§ Aim of the exercise
Every entry must be output exactly as it was written.
+++ Dataset
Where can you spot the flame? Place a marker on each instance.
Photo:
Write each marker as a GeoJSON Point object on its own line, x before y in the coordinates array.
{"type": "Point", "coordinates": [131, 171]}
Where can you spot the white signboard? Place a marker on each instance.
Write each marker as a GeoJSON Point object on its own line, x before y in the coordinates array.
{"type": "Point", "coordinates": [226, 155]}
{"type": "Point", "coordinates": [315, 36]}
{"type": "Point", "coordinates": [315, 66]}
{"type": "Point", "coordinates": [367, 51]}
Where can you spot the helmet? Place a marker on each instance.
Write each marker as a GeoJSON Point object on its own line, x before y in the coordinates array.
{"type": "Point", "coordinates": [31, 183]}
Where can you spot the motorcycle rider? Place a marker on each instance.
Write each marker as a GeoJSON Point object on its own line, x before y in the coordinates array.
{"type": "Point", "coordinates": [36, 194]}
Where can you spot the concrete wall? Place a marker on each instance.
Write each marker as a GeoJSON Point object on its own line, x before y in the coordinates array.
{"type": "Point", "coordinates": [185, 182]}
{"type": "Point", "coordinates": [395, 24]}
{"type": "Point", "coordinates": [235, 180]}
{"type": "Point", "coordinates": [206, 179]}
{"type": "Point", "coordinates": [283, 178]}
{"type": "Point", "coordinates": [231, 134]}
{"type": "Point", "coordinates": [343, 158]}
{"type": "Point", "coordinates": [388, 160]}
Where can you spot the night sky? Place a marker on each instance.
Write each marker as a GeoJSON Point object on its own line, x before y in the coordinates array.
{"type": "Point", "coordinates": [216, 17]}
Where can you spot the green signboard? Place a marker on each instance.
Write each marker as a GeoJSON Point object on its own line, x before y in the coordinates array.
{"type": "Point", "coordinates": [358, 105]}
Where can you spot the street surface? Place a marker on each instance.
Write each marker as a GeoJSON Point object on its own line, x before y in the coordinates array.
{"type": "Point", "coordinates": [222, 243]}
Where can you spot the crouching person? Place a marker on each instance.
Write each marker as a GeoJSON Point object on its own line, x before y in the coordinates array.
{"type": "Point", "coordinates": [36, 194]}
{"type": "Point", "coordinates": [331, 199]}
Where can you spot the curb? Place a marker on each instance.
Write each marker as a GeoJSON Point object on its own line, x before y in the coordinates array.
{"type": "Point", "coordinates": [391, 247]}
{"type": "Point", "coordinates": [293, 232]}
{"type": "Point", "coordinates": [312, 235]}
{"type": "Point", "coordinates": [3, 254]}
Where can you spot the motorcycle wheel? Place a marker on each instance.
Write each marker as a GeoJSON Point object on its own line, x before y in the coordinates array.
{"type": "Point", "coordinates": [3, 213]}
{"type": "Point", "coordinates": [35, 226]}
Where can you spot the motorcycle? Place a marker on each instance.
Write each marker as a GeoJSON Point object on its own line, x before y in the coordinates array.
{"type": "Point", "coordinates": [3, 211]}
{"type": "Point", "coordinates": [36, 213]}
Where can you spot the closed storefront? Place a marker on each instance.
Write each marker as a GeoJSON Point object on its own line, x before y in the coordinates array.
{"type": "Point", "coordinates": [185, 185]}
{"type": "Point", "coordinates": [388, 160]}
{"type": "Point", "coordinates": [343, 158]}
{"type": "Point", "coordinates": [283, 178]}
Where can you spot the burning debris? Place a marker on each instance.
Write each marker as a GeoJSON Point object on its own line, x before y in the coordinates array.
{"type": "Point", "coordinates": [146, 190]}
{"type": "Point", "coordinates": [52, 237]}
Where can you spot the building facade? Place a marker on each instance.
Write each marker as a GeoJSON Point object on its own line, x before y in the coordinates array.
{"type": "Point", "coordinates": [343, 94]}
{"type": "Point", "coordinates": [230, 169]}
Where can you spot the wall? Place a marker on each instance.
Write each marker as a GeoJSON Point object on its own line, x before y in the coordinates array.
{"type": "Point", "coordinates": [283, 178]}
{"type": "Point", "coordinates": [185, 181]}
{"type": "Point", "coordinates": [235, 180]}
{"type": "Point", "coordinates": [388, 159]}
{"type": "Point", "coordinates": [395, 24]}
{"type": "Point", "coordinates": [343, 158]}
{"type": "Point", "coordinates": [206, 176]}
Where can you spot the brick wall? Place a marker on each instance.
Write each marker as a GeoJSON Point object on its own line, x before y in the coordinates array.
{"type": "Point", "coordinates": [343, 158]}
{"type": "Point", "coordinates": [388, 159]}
++++++
§ Problem solution
Where can you spot the flame? Place a marker on each instance.
Photo:
Write each marker as a GeoJSON Point object on its own line, x before y in the coordinates array.
{"type": "Point", "coordinates": [131, 171]}
Where can you spot the white signboard? Place a marker on each instance.
Write each marker as a GeoJSON Point object on its own line, x before y in the coordinates array.
{"type": "Point", "coordinates": [226, 155]}
{"type": "Point", "coordinates": [315, 36]}
{"type": "Point", "coordinates": [315, 66]}
{"type": "Point", "coordinates": [367, 51]}
Where can you spot the helmet? Place a marker on each instance.
Write each marker as a GeoJSON Point object on its own line, x before y in the coordinates array.
{"type": "Point", "coordinates": [31, 183]}
Where can you spot the motorcycle rider? Place a marker on each instance.
Write each marker as a GeoJSON Point object on its own line, x before y in the coordinates array.
{"type": "Point", "coordinates": [36, 194]}
Where can you spot the concrete wall? Place a marker on each instance.
Write each marker as a GeoJSON Point object on its own line, x before y in the coordinates array.
{"type": "Point", "coordinates": [185, 182]}
{"type": "Point", "coordinates": [395, 24]}
{"type": "Point", "coordinates": [235, 180]}
{"type": "Point", "coordinates": [206, 179]}
{"type": "Point", "coordinates": [283, 178]}
{"type": "Point", "coordinates": [231, 134]}
{"type": "Point", "coordinates": [343, 158]}
{"type": "Point", "coordinates": [388, 160]}
Where can you spot the night sky? Place a marker on each instance.
Write each marker as a GeoJSON Point object on its own line, x before y in the coordinates array.
{"type": "Point", "coordinates": [216, 17]}
Where can you spot the green signboard? Place a marker on each instance.
Write each marker as a GeoJSON Point object on its own line, x before y in the coordinates array.
{"type": "Point", "coordinates": [358, 105]}
Where can you spot the street surface? Place a marker on each instance.
Write each marker as a GeoJSON Point object on its own line, x before y in the coordinates array.
{"type": "Point", "coordinates": [222, 243]}
Where can you spot the crouching person? Place a marker on each instance.
Write each marker as a GeoJSON Point object on its own line, x before y in the coordinates array.
{"type": "Point", "coordinates": [36, 194]}
{"type": "Point", "coordinates": [331, 199]}
Where can you spot the curb? Place a marker on each instance.
Write each marker as a GeoJSON Point object on its own line, x before y in the coordinates array.
{"type": "Point", "coordinates": [391, 247]}
{"type": "Point", "coordinates": [293, 232]}
{"type": "Point", "coordinates": [312, 235]}
{"type": "Point", "coordinates": [3, 254]}
Where can you spot the motorcycle wheel? Place a marker on each instance.
Write each marker as a GeoJSON Point object on its own line, x before y in the coordinates array.
{"type": "Point", "coordinates": [3, 213]}
{"type": "Point", "coordinates": [35, 226]}
Where can you spot the motorcycle? Place a marker on each instance.
Write each marker as a GeoJSON Point object on its own line, x before y in the coordinates array.
{"type": "Point", "coordinates": [3, 211]}
{"type": "Point", "coordinates": [36, 213]}
Where can you spot the closed storefront? Place a marker on each instance.
Write each marker as a GeoJSON Point object on its own line, x before y in the coordinates array.
{"type": "Point", "coordinates": [185, 185]}
{"type": "Point", "coordinates": [388, 160]}
{"type": "Point", "coordinates": [343, 158]}
{"type": "Point", "coordinates": [283, 178]}
Where can you spot the burning debris? Place a marker on each instance.
Write each marker as a GeoJSON Point object on its own line, x before y in the coordinates array.
{"type": "Point", "coordinates": [146, 190]}
{"type": "Point", "coordinates": [52, 237]}
Where can you spot the building facade? Place a marker on each instance.
Write each marker as a GeoJSON Point object on its own line, x before y in the coordinates array.
{"type": "Point", "coordinates": [343, 94]}
{"type": "Point", "coordinates": [230, 169]}
Where can you spot the wall? Place a marker on each instance.
Write each marker as a GeoJSON Point object on its own line, x before y in the coordinates array.
{"type": "Point", "coordinates": [283, 178]}
{"type": "Point", "coordinates": [185, 181]}
{"type": "Point", "coordinates": [235, 180]}
{"type": "Point", "coordinates": [388, 159]}
{"type": "Point", "coordinates": [395, 24]}
{"type": "Point", "coordinates": [343, 158]}
{"type": "Point", "coordinates": [206, 176]}
Where can you spot the brick wall? Place a marker on each instance.
Write each marker as a GeoJSON Point object on its own line, x before y in the coordinates array.
{"type": "Point", "coordinates": [343, 158]}
{"type": "Point", "coordinates": [388, 159]}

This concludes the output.